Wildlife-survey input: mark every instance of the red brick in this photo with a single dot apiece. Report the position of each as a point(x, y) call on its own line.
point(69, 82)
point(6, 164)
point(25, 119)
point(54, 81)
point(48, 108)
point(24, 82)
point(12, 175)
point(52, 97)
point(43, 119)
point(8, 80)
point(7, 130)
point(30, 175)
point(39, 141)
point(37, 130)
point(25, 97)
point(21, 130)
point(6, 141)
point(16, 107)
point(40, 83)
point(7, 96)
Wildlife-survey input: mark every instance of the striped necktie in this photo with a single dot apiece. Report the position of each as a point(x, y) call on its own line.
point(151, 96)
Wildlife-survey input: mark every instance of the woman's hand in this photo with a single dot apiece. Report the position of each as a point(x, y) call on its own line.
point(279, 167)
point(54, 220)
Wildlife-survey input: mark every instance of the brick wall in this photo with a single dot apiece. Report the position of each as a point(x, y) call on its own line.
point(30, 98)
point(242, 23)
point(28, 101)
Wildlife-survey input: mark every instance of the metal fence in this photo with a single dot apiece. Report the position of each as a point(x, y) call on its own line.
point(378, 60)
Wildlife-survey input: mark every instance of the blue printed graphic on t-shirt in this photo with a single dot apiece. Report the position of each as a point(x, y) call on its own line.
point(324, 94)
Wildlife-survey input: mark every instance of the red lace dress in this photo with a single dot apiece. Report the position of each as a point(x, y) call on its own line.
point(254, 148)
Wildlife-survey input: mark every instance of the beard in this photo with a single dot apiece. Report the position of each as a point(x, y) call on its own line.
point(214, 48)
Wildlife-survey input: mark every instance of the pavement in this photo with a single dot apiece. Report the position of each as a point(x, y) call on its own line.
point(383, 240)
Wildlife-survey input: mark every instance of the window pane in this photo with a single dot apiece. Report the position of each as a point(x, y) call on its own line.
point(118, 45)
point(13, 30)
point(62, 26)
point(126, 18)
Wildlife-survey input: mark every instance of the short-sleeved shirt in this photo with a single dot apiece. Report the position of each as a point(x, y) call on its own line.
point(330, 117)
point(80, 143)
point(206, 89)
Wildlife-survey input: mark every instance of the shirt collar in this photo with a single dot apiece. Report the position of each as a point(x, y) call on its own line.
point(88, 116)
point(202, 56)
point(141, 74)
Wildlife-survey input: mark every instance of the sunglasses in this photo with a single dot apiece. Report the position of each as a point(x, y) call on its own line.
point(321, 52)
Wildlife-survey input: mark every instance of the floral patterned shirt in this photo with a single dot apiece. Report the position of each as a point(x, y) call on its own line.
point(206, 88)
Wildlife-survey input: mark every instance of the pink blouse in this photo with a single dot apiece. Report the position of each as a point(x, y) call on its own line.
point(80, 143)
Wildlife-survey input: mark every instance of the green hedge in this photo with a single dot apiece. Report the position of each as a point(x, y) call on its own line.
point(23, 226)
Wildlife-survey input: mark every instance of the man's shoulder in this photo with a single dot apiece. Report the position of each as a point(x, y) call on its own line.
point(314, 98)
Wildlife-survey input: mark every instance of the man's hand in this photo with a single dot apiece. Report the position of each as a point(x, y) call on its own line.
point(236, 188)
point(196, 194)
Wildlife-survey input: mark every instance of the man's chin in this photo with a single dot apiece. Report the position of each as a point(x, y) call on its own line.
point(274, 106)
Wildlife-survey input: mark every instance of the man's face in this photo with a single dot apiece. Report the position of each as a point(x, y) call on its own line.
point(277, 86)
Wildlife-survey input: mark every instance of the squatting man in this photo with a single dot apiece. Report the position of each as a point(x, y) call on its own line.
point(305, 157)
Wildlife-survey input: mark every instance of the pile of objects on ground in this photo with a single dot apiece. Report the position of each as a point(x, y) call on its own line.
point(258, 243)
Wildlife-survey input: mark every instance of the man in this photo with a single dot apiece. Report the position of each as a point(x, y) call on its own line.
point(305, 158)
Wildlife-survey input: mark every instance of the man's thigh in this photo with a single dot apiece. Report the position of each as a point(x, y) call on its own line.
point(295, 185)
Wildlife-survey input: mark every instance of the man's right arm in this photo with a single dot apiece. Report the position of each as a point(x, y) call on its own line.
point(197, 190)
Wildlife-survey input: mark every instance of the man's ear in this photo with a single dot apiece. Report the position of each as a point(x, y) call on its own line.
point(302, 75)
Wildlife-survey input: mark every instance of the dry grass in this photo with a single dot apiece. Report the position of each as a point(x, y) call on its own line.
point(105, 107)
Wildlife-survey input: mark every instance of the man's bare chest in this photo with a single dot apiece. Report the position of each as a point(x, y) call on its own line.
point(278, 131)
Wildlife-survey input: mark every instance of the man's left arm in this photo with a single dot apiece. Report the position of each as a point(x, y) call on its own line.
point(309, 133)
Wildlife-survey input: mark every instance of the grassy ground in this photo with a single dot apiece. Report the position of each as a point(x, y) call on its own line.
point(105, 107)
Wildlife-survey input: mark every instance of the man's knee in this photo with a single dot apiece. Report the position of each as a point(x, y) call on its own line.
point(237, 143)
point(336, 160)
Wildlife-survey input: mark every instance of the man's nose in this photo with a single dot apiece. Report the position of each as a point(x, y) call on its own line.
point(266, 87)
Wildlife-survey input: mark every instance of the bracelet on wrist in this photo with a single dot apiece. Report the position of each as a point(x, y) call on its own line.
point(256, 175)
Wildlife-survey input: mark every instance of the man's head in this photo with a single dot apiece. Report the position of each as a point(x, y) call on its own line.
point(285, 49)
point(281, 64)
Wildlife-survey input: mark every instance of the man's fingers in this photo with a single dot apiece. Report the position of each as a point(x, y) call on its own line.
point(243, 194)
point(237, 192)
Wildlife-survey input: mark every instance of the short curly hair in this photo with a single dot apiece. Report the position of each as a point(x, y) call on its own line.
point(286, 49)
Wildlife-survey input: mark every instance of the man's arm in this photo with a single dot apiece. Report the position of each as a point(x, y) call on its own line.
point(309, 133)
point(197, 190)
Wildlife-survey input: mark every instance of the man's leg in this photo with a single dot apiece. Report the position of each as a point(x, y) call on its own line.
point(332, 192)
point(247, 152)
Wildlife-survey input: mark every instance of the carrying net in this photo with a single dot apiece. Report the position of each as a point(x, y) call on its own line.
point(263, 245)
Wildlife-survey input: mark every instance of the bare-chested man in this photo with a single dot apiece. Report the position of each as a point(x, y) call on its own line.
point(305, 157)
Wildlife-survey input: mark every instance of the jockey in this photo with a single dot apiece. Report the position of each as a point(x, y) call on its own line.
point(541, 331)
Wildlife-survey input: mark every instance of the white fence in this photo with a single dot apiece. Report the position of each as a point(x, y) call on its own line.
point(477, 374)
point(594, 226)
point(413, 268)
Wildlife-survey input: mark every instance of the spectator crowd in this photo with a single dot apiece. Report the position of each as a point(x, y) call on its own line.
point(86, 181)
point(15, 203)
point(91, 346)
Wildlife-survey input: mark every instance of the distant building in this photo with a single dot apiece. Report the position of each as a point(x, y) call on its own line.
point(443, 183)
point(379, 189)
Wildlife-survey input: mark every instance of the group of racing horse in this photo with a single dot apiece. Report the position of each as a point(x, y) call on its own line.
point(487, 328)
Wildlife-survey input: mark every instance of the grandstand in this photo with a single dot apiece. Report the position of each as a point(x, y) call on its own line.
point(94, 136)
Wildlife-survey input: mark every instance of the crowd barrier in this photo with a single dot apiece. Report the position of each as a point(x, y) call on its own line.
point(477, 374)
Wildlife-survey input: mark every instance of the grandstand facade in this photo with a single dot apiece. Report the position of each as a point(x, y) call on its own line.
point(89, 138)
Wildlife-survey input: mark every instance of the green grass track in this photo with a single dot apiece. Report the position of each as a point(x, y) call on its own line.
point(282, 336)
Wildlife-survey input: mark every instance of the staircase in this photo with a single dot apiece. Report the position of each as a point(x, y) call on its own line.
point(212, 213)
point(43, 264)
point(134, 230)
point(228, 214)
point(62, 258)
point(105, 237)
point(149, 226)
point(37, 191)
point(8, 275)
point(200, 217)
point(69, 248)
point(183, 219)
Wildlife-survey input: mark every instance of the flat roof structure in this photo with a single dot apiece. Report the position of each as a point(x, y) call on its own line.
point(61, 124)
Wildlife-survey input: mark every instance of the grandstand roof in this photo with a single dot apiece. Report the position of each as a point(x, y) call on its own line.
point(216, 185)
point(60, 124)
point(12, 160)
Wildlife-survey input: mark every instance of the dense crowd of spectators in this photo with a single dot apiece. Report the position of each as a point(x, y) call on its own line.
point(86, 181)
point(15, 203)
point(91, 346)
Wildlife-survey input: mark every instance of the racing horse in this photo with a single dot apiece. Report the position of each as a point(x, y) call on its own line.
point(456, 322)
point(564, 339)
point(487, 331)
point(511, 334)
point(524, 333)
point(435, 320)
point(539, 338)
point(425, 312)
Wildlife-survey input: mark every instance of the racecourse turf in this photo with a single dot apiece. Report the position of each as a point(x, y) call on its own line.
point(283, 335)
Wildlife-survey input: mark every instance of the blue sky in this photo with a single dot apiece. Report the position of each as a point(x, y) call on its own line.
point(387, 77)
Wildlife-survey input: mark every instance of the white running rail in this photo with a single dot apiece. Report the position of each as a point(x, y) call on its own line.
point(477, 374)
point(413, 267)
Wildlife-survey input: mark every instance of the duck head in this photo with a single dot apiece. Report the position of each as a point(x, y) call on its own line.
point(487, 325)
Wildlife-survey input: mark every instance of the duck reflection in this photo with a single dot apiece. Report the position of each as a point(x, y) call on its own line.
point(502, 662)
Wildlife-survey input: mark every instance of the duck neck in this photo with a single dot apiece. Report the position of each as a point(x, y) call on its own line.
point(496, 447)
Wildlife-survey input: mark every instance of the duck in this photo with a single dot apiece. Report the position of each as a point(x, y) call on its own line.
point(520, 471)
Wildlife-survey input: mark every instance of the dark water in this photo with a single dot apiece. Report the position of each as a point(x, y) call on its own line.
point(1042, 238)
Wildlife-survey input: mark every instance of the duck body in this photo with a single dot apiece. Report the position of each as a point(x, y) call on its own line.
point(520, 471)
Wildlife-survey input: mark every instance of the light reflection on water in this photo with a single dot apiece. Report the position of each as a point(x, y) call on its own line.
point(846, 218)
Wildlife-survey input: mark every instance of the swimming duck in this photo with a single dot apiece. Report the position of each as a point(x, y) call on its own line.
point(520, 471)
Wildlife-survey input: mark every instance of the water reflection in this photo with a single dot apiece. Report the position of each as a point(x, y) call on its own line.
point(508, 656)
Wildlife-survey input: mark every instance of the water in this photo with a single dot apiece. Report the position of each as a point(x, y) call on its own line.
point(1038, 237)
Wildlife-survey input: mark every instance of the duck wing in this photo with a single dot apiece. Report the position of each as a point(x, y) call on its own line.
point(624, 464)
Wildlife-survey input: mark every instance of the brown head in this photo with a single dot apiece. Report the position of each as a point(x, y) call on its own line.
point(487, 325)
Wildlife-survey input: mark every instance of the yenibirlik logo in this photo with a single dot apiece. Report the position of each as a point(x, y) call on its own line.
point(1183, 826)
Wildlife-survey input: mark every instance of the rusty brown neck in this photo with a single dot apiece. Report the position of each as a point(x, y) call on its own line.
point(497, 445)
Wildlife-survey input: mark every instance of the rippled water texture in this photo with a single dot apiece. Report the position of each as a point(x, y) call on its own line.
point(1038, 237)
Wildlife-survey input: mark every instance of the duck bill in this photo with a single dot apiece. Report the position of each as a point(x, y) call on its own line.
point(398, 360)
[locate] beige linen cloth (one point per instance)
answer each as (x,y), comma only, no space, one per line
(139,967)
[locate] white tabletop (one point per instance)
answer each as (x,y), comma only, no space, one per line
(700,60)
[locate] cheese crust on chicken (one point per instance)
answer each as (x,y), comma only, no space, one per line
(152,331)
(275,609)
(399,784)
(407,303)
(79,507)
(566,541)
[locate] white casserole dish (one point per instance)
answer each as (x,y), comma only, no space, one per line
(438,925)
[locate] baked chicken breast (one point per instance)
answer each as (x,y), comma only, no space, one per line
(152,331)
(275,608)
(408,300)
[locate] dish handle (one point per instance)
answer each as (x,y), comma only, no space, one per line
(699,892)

==============================

§ **WHAT THE TASK REQUIRES**: Say how many lines above hold the word "locate", giving only the count.

§ **RESULT FOR THIS TASK**: 6